• [Document passage]:
# Wii #1468 - Ashes Cricket 2009 (Europe)



## Chanser (Aug 10, 2009)

^^wiirelease-2791^^


----------



## kongsnutz (Aug 10, 2009)

This game freezes on every setup at the create a profile screen, never fear though as a solution is found.

Just run the game till it freezes, restart wii.

Put this save on your SD card.

http://www.megaupload.com/?d=R2UYOO8R

Then copy save to wii system, play the game and select the Ashes09 profile.

You do have to run the game till it freezes at least once before wii will let you copy save to system.


----------



## X D D X (Aug 10, 2009)

Finally this is out! I was waiting all weekend for this. Better be good.


----------



## pitoui (Aug 10, 2009)

Hmm I don't know about this game. I haven't played a cricket game since International Cricket on the NES.

I think I will give it a go though.


----------



## IzzehO (Aug 10, 2009)

Sweet.. get back to me on how it plays 
	

	
	
		
		

		
			





 Gimmicky piece of crap?


----------



## Jimbo100 (Aug 10, 2009)

Never had the freeze, played fine from the start, even works fine from USB Loader GX.  Don't like the control method much....


----------



## aardvarks (Aug 10, 2009)

works fine on my pal wii, sounds like you got a bad disc!


----------



## Hadrian (Aug 10, 2009)

Quote from Offficial Nintendo Mag UK


			
				QUOTE said:
			
		

> If England sent out a side this one-dimensional they'd be demolished. Avoid.  56/100



Of course ONM get reviews wrong a lot of the time.  Codemasters usually make games that are better than average though they do slip up from time to time.

• [Data extract]:
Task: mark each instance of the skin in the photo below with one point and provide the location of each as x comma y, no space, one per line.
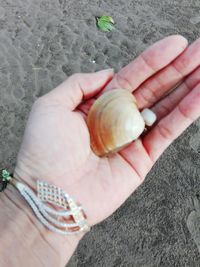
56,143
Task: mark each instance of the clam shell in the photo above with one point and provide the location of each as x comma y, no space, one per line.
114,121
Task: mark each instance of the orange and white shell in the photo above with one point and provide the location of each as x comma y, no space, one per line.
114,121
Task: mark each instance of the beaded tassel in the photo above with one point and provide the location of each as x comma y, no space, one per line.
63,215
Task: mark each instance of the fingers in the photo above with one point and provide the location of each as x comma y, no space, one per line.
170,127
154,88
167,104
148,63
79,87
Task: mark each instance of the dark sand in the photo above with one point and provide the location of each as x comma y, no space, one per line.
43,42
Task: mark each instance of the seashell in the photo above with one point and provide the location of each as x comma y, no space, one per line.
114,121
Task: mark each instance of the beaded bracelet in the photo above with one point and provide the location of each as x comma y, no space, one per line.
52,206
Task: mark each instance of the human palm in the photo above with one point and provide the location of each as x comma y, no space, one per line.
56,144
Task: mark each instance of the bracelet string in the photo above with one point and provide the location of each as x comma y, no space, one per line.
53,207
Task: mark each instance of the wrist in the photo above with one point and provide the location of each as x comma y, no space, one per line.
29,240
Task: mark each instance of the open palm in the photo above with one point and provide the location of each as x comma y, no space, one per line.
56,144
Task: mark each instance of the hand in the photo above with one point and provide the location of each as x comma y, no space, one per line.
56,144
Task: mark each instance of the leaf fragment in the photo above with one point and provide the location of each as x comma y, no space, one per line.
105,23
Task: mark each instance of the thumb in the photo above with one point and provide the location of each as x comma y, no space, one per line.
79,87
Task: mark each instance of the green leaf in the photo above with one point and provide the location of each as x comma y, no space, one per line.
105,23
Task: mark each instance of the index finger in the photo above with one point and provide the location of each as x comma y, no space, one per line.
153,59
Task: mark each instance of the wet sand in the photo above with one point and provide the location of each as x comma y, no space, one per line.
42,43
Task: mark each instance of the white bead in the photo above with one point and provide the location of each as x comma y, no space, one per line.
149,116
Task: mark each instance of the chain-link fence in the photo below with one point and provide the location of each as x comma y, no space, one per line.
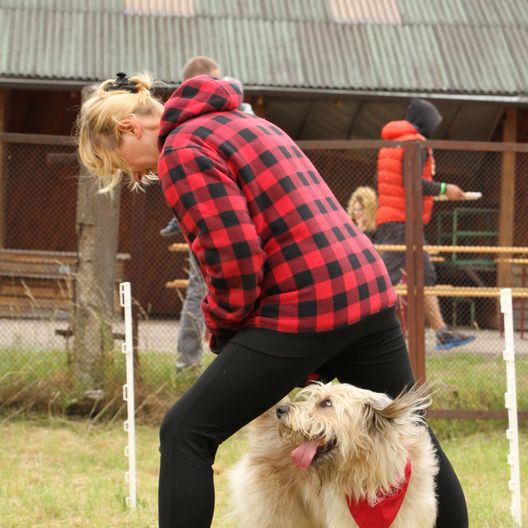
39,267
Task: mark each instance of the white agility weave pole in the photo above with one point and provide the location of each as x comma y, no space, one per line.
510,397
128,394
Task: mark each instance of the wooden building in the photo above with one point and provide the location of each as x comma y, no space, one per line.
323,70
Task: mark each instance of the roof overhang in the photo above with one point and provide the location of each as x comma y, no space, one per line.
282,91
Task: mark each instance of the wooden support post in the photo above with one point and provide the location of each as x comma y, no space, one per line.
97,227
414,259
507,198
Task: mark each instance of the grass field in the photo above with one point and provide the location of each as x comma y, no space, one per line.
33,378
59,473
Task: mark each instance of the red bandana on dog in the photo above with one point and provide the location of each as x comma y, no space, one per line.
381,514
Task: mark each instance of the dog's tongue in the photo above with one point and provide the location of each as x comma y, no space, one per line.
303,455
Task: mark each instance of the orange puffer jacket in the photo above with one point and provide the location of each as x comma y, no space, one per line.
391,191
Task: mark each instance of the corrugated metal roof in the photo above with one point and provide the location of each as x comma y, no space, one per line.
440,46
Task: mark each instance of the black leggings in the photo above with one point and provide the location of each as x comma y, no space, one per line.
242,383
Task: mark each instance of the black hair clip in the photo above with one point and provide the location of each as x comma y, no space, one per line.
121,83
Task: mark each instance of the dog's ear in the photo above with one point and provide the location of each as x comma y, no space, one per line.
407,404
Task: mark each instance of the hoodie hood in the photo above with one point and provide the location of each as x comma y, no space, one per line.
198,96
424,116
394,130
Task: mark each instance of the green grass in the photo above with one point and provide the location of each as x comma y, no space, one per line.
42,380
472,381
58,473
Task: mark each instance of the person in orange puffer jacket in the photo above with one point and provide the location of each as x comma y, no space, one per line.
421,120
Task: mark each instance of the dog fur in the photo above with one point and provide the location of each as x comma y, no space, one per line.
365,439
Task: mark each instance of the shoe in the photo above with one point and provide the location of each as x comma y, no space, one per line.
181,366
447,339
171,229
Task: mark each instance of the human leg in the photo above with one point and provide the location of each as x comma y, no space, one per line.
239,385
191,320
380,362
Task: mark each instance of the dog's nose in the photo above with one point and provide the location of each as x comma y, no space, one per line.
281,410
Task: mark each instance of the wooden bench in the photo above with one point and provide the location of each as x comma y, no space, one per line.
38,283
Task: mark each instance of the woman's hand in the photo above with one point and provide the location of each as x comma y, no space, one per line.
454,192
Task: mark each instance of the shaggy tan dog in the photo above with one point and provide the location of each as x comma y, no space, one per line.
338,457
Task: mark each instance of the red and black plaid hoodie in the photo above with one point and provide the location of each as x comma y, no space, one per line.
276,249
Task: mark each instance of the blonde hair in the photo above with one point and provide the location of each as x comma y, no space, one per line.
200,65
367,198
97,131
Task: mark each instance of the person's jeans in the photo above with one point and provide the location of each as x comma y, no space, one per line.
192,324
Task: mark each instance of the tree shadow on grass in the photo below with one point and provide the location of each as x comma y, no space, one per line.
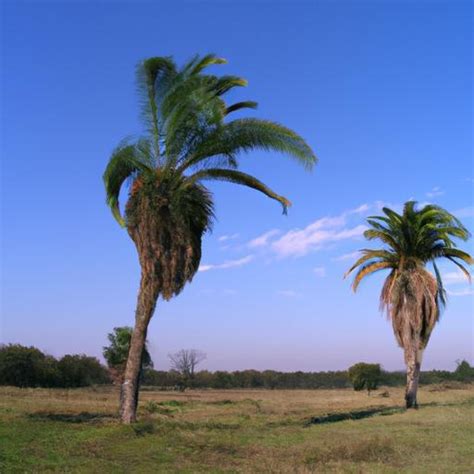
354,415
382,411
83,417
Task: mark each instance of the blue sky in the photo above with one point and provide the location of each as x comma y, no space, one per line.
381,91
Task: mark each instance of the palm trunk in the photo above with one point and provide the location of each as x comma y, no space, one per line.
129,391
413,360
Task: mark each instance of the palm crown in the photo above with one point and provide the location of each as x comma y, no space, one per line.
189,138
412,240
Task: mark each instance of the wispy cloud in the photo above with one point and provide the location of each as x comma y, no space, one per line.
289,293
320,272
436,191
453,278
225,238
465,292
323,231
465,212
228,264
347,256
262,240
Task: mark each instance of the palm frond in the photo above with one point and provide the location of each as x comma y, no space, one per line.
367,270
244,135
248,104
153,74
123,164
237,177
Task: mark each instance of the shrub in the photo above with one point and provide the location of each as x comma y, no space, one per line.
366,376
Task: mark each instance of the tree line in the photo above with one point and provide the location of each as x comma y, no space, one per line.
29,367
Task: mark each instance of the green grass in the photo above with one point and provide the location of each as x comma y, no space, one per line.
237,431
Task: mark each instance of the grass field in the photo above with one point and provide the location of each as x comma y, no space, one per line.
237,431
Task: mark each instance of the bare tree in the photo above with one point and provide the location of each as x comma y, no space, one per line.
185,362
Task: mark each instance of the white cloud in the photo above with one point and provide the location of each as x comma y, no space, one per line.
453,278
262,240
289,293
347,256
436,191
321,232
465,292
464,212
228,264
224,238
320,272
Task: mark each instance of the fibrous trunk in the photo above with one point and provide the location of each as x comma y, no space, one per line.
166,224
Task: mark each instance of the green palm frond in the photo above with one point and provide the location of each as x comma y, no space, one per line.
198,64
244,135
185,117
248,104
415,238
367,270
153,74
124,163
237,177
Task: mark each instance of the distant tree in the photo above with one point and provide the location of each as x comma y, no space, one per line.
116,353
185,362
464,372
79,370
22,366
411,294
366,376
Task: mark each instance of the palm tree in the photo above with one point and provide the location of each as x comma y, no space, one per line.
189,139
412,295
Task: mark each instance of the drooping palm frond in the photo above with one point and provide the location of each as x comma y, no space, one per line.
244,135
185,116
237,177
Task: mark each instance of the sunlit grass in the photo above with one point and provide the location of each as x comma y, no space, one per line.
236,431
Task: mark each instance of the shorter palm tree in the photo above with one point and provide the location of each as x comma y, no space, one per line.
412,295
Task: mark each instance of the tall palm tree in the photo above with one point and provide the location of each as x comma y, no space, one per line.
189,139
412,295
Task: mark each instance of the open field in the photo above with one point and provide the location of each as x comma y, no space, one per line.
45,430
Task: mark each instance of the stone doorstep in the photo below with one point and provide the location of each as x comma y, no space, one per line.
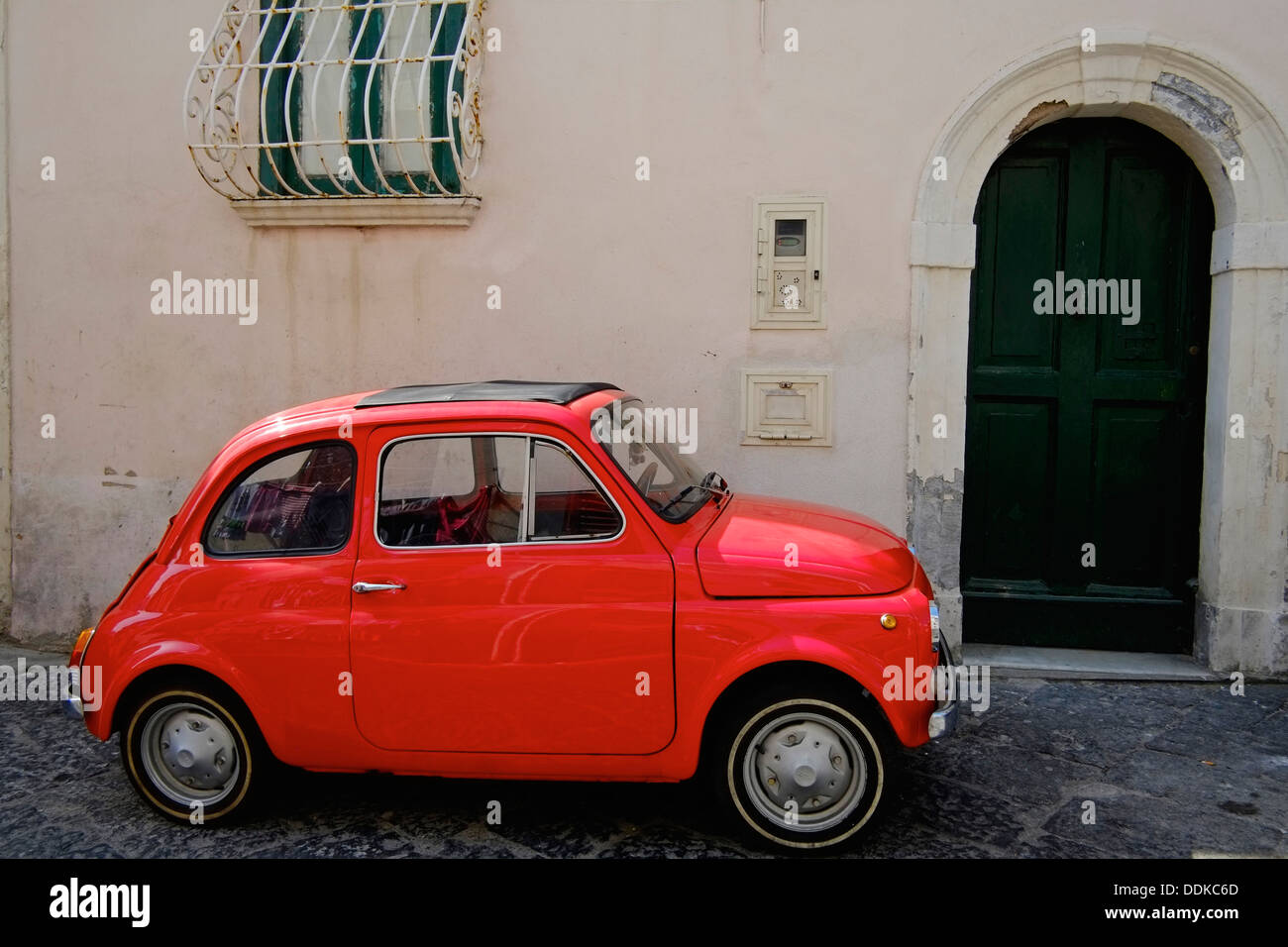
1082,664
==
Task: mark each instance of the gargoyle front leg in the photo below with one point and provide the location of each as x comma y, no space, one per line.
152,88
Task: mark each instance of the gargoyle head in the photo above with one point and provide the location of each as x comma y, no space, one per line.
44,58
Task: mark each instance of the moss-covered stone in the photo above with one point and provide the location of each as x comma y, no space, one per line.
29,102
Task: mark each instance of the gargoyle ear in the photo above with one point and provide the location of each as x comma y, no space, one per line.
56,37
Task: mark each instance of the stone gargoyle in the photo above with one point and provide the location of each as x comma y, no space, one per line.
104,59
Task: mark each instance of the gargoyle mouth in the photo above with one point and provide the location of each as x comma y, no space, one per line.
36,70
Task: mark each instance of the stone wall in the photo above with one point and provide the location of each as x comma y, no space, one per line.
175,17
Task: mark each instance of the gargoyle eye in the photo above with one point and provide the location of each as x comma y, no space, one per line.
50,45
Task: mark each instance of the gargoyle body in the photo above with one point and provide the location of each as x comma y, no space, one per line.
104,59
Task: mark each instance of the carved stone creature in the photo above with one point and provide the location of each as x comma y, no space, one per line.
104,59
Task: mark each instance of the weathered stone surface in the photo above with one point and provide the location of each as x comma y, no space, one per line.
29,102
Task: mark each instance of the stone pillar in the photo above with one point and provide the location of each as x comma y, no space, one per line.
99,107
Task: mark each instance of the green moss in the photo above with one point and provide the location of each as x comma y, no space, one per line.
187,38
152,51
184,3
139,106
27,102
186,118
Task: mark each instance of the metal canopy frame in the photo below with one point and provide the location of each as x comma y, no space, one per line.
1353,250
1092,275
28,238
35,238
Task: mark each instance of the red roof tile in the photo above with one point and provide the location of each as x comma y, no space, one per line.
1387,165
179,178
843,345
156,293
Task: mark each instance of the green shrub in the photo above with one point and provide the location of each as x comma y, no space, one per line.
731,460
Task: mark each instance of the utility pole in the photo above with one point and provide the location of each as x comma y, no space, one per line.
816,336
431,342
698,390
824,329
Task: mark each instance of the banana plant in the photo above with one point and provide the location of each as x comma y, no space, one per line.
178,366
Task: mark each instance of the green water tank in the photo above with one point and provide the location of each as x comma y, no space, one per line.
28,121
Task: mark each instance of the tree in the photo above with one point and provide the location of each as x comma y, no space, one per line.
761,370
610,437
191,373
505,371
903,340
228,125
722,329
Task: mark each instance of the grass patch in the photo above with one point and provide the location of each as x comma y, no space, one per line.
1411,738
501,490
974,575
--
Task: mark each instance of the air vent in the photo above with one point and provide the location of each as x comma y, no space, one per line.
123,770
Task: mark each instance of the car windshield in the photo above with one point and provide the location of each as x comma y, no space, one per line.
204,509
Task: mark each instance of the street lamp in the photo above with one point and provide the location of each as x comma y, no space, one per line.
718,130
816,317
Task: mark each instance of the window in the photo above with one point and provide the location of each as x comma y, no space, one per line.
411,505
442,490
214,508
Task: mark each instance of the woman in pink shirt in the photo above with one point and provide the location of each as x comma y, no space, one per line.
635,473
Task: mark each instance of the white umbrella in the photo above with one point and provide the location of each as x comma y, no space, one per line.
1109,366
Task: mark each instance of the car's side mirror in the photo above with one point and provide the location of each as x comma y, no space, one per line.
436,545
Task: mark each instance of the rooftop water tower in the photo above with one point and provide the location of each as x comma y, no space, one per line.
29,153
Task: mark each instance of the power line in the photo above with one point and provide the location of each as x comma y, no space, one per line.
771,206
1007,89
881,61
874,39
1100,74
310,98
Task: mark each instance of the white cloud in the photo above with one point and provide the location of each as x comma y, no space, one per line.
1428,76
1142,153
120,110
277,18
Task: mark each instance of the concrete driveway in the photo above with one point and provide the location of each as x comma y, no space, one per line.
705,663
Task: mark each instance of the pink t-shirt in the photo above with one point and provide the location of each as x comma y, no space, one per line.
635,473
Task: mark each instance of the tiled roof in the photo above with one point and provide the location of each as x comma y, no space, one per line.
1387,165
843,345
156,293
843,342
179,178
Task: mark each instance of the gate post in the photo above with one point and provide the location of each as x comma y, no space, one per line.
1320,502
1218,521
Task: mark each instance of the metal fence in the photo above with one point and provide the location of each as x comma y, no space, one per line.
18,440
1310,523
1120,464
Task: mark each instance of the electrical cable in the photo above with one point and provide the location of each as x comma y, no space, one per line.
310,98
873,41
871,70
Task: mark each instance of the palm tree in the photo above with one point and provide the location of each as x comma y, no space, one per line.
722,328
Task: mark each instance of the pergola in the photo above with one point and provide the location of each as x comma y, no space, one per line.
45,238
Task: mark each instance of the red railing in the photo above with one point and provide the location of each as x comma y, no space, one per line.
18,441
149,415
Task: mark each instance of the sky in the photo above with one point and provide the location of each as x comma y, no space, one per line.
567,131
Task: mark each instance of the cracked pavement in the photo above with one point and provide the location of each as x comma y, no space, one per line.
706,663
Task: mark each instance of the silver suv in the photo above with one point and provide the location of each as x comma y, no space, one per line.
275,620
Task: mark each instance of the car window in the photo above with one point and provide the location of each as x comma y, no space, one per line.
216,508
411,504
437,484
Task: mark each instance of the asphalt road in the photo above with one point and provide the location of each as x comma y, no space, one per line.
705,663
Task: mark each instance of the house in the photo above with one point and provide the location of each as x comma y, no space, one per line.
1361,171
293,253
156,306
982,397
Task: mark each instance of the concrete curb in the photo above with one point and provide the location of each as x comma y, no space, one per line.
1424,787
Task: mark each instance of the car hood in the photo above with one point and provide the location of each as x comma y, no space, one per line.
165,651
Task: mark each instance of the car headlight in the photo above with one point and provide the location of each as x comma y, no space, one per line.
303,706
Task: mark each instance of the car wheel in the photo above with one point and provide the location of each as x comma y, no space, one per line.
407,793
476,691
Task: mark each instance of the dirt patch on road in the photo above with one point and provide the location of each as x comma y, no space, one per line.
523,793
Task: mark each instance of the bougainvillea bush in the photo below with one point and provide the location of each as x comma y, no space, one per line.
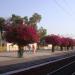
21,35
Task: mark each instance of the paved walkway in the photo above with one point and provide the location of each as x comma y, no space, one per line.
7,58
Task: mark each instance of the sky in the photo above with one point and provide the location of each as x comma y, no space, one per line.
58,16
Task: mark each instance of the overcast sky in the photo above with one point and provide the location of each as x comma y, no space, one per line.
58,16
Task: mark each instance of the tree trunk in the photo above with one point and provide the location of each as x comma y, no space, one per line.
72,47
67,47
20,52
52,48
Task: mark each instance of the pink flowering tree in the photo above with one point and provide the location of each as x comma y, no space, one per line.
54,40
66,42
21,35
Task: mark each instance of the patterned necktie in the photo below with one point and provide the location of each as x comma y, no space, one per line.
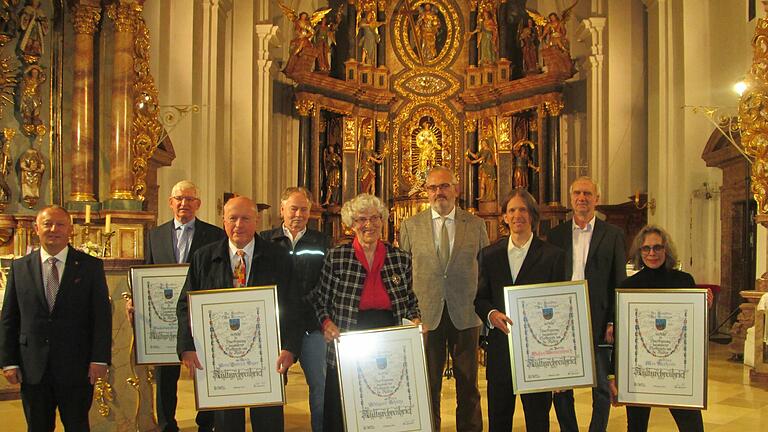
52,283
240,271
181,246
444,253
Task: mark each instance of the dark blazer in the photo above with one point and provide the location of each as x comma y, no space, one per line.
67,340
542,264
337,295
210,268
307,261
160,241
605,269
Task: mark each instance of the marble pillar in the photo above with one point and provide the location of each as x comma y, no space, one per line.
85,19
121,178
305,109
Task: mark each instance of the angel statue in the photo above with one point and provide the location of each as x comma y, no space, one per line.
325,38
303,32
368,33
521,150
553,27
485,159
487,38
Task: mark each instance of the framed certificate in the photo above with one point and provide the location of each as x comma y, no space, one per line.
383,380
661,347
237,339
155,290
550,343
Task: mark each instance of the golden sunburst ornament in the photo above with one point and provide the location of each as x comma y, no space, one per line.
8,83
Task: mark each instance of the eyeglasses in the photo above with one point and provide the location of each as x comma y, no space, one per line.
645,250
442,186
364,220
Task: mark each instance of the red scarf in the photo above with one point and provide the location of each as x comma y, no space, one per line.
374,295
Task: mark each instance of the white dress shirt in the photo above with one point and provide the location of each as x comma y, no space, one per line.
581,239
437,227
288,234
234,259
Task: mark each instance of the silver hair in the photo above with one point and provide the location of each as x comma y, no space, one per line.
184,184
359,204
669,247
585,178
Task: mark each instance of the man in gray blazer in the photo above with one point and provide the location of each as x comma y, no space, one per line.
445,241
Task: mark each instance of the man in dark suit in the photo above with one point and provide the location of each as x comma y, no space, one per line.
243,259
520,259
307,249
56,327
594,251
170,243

• [Tasks to perform]:
**a.** Translate this sentence from the Ashes Cricket 2009 thread into Spanish: "Codemasters usually make games that are better than average though they do slip up from time to time."
**b.** Repeat the passage of the Ashes Cricket 2009 thread between "Gimmicky piece of" and "control method much....", inclusive, word for word.
You won't need the listing for this work.

• [Answers for this exercise]:
**a.** Codemasters suele hacer juegos mejores que el promedio, aunque de vez en cuando sí cometen errores.

**b.**
Gimmicky piece of crap?


----------



## Jimbo100 (Aug 10, 2009)

Never had the freeze, played fine from the start, even works fine from USB Loader GX.  Don't like the control method much....